=== Details zur Aufgabe ===
Schreibe den Text über spielende Wölfe und Konflikte unter Führungskräften im Anschluss an seinen letzten Satz weiter.

Spielzeit in der Arbeitszeit

Dieses gemeinsame Arbeiten an einem Ziel ist in vielen menschlichen Unternehmen nicht mehr vorhanden. Nach einer Umfrage verwenden deutsche Führungskräfte mehr als ein Drittel ihrer Arbeitszeit dafür, Konflikte mit Kollegen auszutragen, oder vermeintliche Intrigen abzuwehren. In diesem Sinn ist der Mensch dem Menschen ein Wolf, während der Wolf dem Wolf geradezu ein Gutmensch ist. Das gilt nicht nur für die Jagd. Wenn nicht gerade Revierkämpfe toben, tun Wölfe im Wachzustand - egal ob Jung oder Alt - hauptsächlich eines: miteinander spielen. Das Spiel ist das zentrale Bindungselement im Rudel. Jeder Wolf weiß durch das gemeinsame Laufen und Rangeln um das Temperament, die Ängste und Bewegungsmuster des anderen. Wölfe proben also nicht für den Ernstfall. Sie spielen für den Ernstfall.

(Datensätze)
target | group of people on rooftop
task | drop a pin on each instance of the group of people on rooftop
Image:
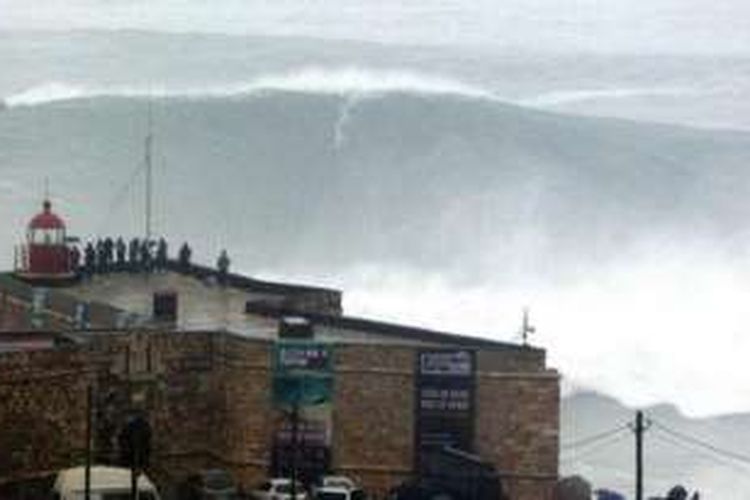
(106, 255)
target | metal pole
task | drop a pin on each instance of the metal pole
(149, 161)
(89, 424)
(639, 455)
(295, 423)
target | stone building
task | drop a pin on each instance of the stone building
(197, 352)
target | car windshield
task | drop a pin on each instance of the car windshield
(331, 495)
(115, 495)
(218, 480)
(143, 495)
(340, 482)
(286, 488)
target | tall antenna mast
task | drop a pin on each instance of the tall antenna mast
(526, 327)
(149, 167)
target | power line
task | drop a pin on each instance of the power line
(698, 442)
(598, 446)
(666, 438)
(593, 438)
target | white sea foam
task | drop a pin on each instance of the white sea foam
(344, 81)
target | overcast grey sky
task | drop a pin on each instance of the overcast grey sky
(685, 26)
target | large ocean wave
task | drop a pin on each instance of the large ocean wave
(345, 81)
(598, 223)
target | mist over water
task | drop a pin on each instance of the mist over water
(433, 189)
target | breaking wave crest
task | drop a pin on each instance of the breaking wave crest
(346, 81)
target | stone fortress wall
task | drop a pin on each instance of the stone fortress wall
(207, 396)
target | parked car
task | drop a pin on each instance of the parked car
(279, 489)
(337, 481)
(339, 493)
(211, 484)
(107, 483)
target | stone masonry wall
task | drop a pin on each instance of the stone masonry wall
(208, 398)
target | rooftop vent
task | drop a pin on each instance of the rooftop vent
(295, 327)
(165, 306)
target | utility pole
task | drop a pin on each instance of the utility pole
(294, 438)
(89, 425)
(639, 428)
(149, 166)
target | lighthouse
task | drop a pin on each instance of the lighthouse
(46, 256)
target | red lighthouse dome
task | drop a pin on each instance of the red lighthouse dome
(46, 220)
(45, 256)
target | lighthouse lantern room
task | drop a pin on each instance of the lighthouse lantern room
(45, 256)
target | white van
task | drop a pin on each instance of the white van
(107, 483)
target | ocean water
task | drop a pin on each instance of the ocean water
(444, 187)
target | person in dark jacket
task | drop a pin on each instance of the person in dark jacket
(120, 250)
(133, 252)
(184, 257)
(161, 255)
(222, 264)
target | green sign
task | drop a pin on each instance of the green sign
(302, 374)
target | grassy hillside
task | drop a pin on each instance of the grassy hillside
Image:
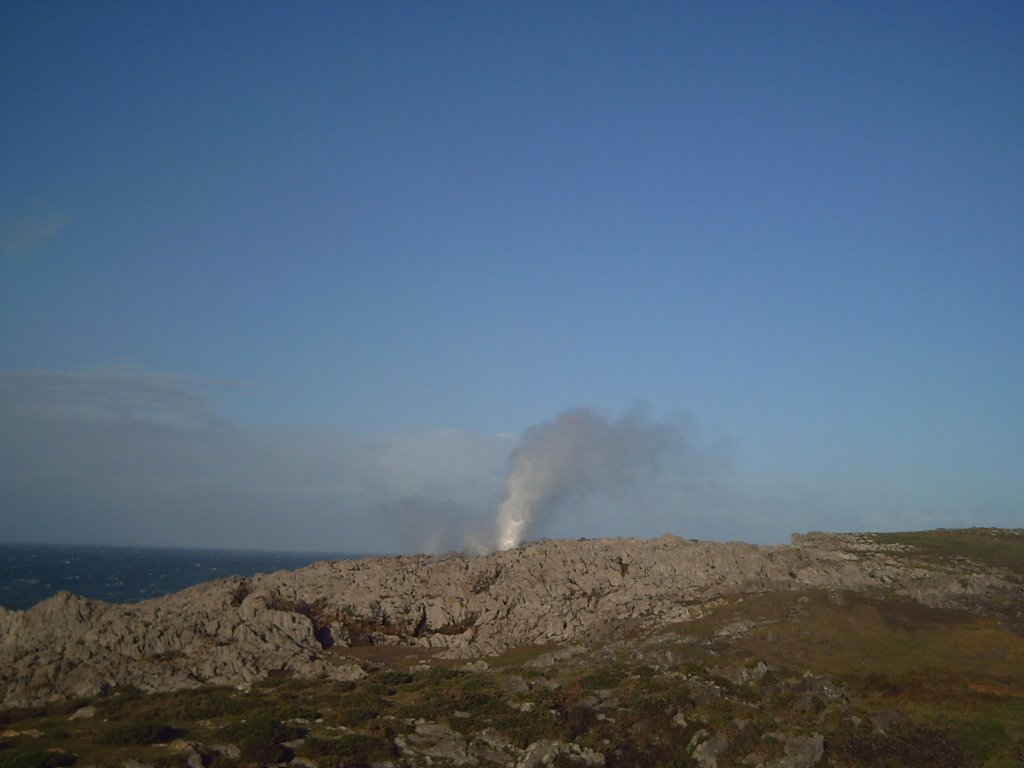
(772, 679)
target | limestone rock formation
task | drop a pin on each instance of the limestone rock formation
(237, 630)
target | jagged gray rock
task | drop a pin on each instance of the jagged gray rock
(235, 631)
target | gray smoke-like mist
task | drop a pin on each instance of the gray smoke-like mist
(580, 454)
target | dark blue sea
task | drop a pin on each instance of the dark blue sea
(31, 572)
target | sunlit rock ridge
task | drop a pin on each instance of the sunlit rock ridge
(235, 631)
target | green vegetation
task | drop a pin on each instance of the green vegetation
(991, 547)
(872, 681)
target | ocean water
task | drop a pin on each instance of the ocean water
(31, 572)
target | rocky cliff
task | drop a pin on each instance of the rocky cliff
(237, 630)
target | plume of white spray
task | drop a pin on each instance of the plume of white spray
(580, 453)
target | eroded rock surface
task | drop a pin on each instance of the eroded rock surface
(235, 631)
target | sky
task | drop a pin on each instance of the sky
(301, 275)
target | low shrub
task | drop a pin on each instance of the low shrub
(348, 751)
(39, 759)
(141, 733)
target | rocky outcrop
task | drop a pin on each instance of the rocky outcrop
(237, 630)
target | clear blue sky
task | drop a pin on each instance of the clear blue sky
(335, 231)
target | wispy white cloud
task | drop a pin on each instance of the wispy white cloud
(25, 232)
(130, 456)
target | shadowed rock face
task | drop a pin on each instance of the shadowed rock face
(235, 631)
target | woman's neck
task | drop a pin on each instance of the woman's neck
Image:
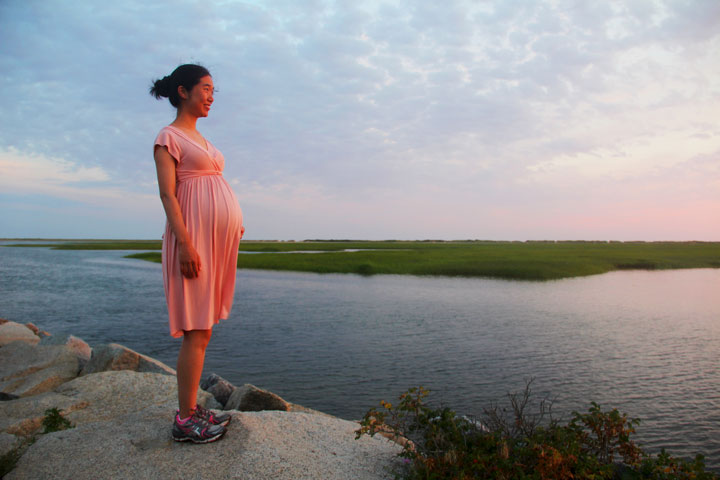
(185, 121)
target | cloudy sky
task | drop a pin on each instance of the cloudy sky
(504, 120)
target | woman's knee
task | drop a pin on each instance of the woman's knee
(198, 338)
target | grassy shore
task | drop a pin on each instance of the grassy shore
(509, 260)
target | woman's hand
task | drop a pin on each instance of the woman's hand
(189, 261)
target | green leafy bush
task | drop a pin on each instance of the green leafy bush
(517, 444)
(54, 421)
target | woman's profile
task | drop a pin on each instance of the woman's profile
(200, 244)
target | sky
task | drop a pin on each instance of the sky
(407, 119)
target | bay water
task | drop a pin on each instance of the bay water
(645, 342)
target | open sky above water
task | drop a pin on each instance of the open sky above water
(374, 119)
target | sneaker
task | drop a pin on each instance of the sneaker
(196, 430)
(212, 417)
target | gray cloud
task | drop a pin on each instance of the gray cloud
(354, 99)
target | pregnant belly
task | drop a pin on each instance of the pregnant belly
(209, 205)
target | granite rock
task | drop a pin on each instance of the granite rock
(97, 397)
(113, 356)
(16, 332)
(250, 398)
(258, 445)
(27, 369)
(77, 345)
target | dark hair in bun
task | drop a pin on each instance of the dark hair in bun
(187, 76)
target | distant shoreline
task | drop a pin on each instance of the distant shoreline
(510, 260)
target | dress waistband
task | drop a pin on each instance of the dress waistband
(184, 175)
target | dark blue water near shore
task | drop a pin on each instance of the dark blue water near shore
(647, 343)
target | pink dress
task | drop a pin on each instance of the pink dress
(213, 219)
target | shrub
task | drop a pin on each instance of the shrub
(517, 444)
(54, 421)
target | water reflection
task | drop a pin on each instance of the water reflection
(647, 343)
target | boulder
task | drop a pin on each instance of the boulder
(119, 357)
(257, 445)
(250, 398)
(27, 369)
(220, 388)
(8, 442)
(15, 332)
(77, 345)
(96, 397)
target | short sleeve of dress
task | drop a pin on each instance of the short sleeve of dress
(166, 139)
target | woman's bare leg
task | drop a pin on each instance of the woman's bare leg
(189, 368)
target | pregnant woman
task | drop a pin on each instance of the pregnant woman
(200, 244)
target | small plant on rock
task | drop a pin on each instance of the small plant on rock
(54, 421)
(518, 444)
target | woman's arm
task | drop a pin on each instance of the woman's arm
(189, 258)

=== Endergebnis ===
Man stelle sich vor, Unternehmer würden einmal versuchen, sich selbst und ihren Mitarbeitern täglich etwas Spielzeit in der Arbeitszeit zu geben. Ein paar wenige von jenen Stunden, die man jetzt damit verschwendet, gegeneinander zu beckmessern, würden schon reichen, um die Laune und den Sinn fürs Gemeinsame zu heben. Zugegeben, das Spiel ist nicht das typische Konzept eines modernen Management-Gurus – es kommt quasi bloß im Wolfspelz daher. Aber es ist dort ziemlich erfolgreich, seit mehr als 14 Millionen Jahren. Und welcher Guru könnte das von sich behaupten?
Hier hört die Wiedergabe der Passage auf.